• _Written instruction_: Look for "Please pin the boy in green" in the records below, then copy that line and every line after it, exactly and with nothing added.

• _The records_:
######
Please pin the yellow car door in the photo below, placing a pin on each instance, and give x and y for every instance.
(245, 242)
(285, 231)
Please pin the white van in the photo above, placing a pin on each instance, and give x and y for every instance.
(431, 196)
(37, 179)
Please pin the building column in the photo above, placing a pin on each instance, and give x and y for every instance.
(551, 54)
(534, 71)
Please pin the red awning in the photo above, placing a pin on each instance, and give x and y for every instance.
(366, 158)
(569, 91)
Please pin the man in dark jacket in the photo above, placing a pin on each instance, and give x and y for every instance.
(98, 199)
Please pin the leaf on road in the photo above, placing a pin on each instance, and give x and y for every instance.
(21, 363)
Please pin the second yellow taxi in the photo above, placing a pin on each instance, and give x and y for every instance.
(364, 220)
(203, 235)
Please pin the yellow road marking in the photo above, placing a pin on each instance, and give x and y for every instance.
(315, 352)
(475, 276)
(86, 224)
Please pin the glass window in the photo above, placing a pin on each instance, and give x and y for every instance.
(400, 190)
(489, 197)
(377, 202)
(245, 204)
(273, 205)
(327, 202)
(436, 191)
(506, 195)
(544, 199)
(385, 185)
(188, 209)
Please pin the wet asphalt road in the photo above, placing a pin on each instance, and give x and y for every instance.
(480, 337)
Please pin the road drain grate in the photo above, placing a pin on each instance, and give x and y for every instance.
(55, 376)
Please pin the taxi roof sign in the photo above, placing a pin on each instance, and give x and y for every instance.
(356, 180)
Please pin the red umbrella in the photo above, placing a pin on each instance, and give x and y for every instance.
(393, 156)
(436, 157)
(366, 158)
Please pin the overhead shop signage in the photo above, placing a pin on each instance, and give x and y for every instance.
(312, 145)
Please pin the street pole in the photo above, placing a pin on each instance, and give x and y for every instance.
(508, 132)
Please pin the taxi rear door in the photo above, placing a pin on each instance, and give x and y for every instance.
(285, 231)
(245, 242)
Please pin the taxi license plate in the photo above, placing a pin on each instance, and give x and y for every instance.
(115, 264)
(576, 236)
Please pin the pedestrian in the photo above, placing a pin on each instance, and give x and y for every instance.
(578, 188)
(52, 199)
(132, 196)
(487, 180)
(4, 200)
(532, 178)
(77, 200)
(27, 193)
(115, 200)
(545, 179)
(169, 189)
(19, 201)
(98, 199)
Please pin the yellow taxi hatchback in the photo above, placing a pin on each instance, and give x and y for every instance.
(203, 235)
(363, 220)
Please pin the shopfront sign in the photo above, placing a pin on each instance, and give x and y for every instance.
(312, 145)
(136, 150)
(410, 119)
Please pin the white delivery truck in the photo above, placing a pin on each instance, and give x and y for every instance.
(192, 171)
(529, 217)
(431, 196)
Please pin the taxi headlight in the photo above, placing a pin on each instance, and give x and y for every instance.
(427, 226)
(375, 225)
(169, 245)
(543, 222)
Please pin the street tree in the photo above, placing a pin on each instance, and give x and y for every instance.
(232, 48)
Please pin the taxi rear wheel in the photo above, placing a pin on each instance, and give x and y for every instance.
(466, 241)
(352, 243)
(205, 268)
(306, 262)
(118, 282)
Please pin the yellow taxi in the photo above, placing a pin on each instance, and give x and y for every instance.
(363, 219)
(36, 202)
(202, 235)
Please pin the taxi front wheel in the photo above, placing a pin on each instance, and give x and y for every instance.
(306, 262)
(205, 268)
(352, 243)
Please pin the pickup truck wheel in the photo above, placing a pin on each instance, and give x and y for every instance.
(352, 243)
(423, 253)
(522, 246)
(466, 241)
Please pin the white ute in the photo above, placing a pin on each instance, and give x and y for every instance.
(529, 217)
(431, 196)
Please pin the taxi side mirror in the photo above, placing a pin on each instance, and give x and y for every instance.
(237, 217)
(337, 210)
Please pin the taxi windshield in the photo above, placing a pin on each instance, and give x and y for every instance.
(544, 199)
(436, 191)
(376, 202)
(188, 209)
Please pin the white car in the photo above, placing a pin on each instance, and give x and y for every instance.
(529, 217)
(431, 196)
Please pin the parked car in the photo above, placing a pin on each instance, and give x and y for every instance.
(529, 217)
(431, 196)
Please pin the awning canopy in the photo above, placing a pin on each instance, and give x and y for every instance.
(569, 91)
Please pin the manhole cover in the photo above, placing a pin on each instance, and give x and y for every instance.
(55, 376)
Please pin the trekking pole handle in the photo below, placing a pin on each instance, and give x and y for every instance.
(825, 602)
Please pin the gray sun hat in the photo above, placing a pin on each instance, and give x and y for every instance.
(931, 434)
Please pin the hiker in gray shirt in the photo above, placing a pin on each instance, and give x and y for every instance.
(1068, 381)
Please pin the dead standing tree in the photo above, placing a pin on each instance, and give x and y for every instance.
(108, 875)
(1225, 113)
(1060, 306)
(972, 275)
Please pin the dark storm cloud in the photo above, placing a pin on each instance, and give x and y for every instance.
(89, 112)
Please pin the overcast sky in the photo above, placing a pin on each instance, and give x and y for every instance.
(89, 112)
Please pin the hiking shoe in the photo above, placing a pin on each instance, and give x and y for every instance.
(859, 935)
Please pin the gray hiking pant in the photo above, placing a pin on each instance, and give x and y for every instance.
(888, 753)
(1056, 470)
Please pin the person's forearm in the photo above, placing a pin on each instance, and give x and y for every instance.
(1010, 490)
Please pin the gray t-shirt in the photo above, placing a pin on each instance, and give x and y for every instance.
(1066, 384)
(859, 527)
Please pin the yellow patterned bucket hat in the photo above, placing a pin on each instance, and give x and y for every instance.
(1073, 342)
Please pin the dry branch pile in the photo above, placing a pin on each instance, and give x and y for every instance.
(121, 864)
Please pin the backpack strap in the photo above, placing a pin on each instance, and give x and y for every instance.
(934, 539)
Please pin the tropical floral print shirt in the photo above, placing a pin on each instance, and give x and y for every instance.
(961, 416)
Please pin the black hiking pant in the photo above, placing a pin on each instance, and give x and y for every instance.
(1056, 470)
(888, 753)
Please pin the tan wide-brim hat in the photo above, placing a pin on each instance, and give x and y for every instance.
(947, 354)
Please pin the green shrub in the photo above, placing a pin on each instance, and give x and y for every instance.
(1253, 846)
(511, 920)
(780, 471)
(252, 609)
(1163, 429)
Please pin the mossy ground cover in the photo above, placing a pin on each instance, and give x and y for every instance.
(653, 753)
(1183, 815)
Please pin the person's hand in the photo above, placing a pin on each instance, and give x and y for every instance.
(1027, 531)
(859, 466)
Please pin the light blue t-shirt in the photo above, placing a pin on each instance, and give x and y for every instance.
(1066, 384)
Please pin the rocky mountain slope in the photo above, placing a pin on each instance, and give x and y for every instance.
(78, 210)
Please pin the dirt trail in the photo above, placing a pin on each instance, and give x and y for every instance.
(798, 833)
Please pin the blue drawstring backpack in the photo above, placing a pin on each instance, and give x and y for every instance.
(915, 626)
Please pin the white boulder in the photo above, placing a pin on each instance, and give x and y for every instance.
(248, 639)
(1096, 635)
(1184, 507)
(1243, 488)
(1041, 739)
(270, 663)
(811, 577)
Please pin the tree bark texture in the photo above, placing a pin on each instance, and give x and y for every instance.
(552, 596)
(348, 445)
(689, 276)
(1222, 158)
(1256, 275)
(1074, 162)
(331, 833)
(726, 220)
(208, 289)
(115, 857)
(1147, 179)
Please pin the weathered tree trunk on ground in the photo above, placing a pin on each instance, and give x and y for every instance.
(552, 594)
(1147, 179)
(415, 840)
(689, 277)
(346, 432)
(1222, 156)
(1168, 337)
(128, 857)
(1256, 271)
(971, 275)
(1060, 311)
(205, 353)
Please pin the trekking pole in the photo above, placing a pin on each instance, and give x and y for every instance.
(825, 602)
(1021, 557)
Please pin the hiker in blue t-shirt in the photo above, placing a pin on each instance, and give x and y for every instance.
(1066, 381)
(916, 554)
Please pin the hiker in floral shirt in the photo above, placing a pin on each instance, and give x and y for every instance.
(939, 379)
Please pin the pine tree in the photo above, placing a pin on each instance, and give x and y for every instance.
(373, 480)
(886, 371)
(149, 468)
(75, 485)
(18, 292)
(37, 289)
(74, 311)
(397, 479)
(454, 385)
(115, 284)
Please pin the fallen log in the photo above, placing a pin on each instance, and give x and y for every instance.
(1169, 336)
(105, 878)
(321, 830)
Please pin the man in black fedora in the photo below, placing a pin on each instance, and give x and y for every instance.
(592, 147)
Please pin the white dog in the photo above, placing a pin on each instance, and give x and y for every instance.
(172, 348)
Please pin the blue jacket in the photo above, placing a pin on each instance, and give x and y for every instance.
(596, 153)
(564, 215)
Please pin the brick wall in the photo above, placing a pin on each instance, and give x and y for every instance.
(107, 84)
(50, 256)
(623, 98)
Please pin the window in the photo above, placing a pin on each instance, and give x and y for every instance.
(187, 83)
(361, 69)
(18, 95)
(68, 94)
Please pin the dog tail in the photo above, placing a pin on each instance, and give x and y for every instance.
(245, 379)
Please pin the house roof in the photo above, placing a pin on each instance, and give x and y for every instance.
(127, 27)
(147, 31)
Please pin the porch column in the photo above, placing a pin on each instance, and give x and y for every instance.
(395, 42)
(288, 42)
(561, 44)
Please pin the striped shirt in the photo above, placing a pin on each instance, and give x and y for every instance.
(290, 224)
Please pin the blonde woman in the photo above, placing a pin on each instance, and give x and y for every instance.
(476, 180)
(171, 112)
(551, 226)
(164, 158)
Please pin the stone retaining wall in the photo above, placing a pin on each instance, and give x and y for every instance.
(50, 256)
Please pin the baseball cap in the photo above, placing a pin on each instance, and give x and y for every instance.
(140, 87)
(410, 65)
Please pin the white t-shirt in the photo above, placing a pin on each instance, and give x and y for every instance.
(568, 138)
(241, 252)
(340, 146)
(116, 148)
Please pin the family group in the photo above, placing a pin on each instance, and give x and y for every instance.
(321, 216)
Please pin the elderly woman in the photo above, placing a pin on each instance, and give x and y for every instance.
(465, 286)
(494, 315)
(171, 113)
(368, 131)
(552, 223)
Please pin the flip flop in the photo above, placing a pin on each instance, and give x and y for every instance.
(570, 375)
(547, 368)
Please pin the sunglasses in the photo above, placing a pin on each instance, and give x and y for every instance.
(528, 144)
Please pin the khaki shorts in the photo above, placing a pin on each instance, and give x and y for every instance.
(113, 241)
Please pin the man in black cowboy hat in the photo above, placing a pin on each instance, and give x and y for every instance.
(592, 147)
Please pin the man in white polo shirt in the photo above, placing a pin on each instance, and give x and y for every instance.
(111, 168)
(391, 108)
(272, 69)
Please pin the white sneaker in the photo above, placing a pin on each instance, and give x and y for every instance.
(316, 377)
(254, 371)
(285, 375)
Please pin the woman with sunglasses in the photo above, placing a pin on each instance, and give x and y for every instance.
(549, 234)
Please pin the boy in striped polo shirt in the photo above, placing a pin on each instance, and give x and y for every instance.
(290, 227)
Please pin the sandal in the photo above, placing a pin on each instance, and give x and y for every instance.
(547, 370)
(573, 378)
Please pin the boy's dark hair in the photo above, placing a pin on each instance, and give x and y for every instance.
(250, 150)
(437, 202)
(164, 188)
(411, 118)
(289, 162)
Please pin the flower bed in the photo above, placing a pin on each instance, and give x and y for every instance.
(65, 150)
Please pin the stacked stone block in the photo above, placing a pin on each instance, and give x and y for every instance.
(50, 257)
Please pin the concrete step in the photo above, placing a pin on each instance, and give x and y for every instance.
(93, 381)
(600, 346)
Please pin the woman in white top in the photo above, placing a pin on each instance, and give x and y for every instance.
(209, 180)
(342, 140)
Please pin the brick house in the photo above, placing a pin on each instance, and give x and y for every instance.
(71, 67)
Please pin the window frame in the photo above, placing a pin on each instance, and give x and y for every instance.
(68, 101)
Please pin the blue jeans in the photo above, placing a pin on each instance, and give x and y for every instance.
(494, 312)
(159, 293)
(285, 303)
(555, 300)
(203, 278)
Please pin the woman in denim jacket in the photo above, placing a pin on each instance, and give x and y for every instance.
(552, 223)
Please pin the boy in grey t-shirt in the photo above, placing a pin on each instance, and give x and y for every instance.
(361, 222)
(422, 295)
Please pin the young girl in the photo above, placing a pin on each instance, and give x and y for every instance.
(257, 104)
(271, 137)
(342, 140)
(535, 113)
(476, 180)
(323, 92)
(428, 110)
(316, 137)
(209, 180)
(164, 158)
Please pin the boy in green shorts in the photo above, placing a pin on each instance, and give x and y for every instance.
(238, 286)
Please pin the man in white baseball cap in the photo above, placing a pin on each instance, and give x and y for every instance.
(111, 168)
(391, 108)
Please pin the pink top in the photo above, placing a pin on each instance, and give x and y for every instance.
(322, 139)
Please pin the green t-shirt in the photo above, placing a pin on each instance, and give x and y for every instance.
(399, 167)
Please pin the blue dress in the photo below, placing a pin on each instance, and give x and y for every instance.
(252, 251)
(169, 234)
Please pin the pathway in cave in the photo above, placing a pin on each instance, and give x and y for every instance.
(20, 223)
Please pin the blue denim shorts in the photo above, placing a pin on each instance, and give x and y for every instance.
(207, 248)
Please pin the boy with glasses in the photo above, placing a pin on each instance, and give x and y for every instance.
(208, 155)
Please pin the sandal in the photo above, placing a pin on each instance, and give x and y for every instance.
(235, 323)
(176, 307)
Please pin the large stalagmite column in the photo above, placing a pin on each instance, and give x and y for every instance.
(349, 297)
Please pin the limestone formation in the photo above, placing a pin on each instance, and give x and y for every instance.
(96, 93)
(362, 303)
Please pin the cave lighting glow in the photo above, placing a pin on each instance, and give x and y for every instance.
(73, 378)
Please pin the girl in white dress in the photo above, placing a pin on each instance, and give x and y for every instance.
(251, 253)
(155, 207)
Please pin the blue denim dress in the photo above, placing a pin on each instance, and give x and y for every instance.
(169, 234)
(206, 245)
######
• _Answer below_:
Please pin the boy in green shorts in the photo above, placing a pin on each instance, and give x and y for every instance.
(238, 286)
Please pin the man in white baseball cap in the photo above, placing a pin on each instance, and give x and y for every instance.
(111, 168)
(391, 108)
Please pin the pink top in the photo above, placing a pin on each instance, and give x and y for every instance.
(322, 139)
Please pin the green t-shirt in the photo above, placing a pin on each instance, and give x and y for every instance.
(399, 167)
Please pin the blue dress in the photo below, placing a pin on each instance, and give x and y for every instance.
(252, 251)
(169, 234)
Please pin the pathway in cave in the photo above, placing a pin on each instance, and give x and y for every instance.
(20, 223)
Please pin the blue denim shorts in the photo above, placing a pin on each instance, and give x and y for every instance.
(207, 248)
Please pin the boy with glasses in the photo above, placing a pin on each instance, and give x and y for every instance.
(208, 155)
Please pin the sandal in the photo above, placing a pin on each instance, and give x and y for every instance.
(235, 323)
(176, 307)
Please pin the large stalagmite column in the photo above, placing a pin on each instance, and give x and y for every instance.
(349, 297)
Please pin the limestone formation in the photo above, placing a pin on each instance, and give x and y for every instance.
(96, 93)
(362, 303)
Please pin the cave lighting glow in the photo above, placing a pin on each instance, and give x and y for every instance.
(73, 378)
Please pin the girl in white dress in the photo above, placing a pin on each instance, and give x and y for every instance.
(251, 253)
(155, 207)
Please pin the blue denim dress in the photo above, placing a pin on each instance, and give x and y for every instance.
(169, 234)
(206, 245)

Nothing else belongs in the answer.